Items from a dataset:
_____

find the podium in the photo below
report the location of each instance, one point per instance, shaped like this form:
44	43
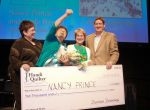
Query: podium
68	88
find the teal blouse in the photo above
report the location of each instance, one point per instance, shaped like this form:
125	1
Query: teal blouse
50	47
82	50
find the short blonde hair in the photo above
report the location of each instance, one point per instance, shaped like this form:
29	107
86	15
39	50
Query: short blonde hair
80	30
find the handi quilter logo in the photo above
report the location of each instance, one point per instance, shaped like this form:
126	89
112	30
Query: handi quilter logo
34	77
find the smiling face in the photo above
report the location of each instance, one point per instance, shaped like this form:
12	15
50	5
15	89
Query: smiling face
80	36
29	33
61	34
99	25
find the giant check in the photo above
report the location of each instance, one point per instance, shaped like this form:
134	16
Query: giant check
67	88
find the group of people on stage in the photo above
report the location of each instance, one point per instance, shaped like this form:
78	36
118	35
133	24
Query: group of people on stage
101	49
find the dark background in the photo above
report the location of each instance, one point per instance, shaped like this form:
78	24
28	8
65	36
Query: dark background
136	69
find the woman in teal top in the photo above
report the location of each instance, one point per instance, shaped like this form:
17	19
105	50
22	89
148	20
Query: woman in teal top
80	36
52	47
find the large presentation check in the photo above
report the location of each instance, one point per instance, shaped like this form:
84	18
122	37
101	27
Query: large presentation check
68	88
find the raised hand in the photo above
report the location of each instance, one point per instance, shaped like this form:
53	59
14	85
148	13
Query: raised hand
69	11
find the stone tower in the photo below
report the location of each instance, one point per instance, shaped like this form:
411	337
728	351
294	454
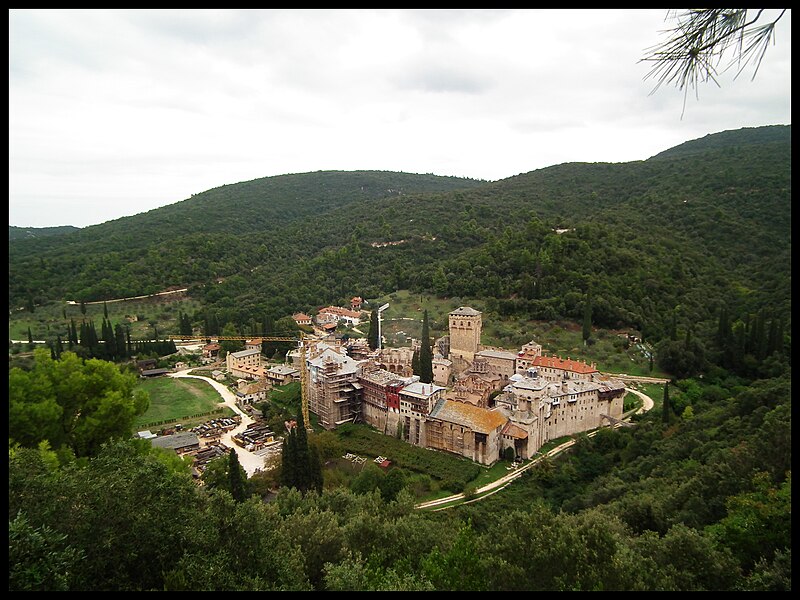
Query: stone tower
465	333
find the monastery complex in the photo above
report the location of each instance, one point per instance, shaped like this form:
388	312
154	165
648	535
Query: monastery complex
481	401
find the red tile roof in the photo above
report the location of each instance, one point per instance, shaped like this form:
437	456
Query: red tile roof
554	362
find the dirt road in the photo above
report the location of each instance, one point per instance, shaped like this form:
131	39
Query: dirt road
251	462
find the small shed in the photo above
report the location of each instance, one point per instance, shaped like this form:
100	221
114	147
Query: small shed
180	442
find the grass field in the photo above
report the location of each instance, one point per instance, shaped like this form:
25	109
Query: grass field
174	399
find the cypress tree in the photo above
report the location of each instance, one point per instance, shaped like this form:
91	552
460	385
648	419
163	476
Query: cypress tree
372	337
237	480
587	319
425	356
119	341
289	460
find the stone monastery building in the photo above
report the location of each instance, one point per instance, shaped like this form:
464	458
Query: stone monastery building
537	398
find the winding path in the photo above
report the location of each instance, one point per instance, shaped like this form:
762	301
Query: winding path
250	461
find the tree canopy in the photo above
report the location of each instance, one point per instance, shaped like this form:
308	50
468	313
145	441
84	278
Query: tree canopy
72	403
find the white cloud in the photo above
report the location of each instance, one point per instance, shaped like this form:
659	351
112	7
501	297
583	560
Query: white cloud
113	112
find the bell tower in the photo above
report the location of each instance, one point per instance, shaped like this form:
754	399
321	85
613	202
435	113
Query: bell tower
465	333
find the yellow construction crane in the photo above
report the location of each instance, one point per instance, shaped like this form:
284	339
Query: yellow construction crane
266	338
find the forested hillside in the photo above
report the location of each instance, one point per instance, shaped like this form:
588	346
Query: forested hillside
691	247
23	233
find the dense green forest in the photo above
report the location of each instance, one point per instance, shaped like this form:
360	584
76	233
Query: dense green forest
692	248
696	503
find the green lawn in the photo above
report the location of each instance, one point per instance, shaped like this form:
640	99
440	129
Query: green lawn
174	399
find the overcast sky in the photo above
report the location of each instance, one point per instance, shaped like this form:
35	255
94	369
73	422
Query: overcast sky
117	112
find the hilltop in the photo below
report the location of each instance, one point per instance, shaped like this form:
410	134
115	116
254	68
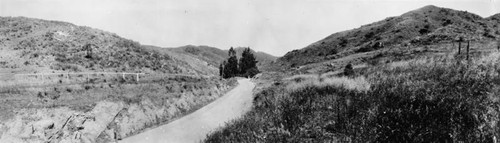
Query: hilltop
411	31
215	56
30	45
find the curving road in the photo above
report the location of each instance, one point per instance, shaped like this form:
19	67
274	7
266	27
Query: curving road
195	126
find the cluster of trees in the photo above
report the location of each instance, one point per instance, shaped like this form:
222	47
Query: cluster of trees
246	67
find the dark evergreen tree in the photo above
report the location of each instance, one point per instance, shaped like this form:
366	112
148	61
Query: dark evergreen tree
231	66
221	70
248	63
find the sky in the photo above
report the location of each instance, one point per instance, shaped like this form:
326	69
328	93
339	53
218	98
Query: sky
271	26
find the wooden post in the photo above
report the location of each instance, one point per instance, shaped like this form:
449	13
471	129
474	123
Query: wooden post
137	74
468	42
459	46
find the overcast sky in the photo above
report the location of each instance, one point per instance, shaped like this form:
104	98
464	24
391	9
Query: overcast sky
271	26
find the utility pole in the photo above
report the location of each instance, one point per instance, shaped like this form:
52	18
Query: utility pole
468	43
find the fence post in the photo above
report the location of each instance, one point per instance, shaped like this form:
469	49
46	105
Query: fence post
459	46
137	74
468	42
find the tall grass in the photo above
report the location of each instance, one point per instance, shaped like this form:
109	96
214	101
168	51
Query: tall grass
426	100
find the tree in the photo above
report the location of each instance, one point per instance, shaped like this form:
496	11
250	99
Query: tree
248	63
221	70
230	67
348	70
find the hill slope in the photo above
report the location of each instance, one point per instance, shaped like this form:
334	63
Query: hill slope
215	56
32	45
424	26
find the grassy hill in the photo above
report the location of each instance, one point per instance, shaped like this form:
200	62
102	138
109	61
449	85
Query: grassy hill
33	45
52	106
409	84
429	25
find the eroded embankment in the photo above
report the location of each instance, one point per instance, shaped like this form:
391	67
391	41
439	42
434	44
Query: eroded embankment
108	120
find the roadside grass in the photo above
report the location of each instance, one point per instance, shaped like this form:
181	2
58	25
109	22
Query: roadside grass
439	99
80	94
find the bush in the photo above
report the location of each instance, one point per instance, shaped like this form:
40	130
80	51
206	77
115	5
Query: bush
438	101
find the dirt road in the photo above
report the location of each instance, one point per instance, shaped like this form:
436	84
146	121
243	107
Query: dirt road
194	127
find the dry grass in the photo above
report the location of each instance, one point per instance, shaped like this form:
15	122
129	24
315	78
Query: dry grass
301	81
430	99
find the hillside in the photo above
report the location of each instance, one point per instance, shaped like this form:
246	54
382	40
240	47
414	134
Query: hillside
60	82
429	25
32	45
215	56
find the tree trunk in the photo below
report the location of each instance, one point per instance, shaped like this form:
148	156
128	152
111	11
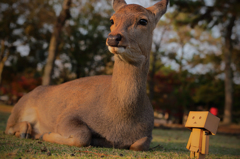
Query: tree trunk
53	46
152	73
3	59
227	118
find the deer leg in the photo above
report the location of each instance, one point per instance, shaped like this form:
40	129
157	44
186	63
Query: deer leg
69	134
142	144
21	129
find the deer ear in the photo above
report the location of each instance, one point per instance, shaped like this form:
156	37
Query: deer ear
117	4
159	9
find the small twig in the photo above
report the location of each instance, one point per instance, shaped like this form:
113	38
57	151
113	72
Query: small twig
158	146
98	154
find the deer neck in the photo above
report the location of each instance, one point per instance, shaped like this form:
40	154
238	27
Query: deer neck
128	87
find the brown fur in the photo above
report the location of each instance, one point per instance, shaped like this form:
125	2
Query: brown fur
109	111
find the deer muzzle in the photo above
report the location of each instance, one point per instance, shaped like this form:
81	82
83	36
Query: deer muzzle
113	40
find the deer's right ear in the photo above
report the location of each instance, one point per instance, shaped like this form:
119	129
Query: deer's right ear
117	4
159	9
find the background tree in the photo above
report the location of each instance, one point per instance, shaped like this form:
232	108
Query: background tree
224	15
54	42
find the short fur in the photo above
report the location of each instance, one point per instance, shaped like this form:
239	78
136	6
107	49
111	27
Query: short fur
109	111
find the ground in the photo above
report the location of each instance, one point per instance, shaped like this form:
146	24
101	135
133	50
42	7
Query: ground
167	144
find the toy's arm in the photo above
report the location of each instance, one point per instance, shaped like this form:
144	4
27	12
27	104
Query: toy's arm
189	142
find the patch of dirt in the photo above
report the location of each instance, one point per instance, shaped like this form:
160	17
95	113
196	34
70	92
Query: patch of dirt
5	108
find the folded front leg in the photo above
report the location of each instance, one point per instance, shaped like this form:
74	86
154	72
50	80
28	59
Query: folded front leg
70	132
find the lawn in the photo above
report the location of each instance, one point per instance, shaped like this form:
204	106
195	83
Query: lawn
165	144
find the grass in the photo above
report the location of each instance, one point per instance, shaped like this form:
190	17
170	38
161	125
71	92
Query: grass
169	144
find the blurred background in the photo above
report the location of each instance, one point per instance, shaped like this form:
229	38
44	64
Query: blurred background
194	65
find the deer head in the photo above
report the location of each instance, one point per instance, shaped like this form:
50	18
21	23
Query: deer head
132	28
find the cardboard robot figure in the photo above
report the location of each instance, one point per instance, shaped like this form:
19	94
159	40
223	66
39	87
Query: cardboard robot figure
202	124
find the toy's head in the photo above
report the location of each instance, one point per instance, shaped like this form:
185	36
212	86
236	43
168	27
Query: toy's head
204	120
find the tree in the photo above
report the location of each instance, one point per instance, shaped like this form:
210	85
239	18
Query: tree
54	42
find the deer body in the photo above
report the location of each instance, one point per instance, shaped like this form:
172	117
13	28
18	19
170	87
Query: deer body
108	111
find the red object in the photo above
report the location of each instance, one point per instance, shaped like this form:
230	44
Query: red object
214	111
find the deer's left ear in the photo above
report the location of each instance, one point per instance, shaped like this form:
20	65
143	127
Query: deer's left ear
159	9
117	4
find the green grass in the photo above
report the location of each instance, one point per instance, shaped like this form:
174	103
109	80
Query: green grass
168	144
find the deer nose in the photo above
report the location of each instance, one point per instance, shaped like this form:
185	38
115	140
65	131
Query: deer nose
113	40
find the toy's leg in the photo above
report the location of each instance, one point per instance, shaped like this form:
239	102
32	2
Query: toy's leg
196	140
192	154
21	129
189	141
142	144
205	143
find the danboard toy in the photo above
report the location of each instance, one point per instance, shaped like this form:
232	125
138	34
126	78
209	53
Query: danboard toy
202	124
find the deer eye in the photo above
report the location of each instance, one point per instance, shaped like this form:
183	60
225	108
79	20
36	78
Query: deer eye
143	22
111	21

_____

Among the lines above, find those with the string "below" and copy them.

find the podium in the photo below
find the stone tower in the photo below
find the hilltop in the photo below
find the tree trunk in the photo below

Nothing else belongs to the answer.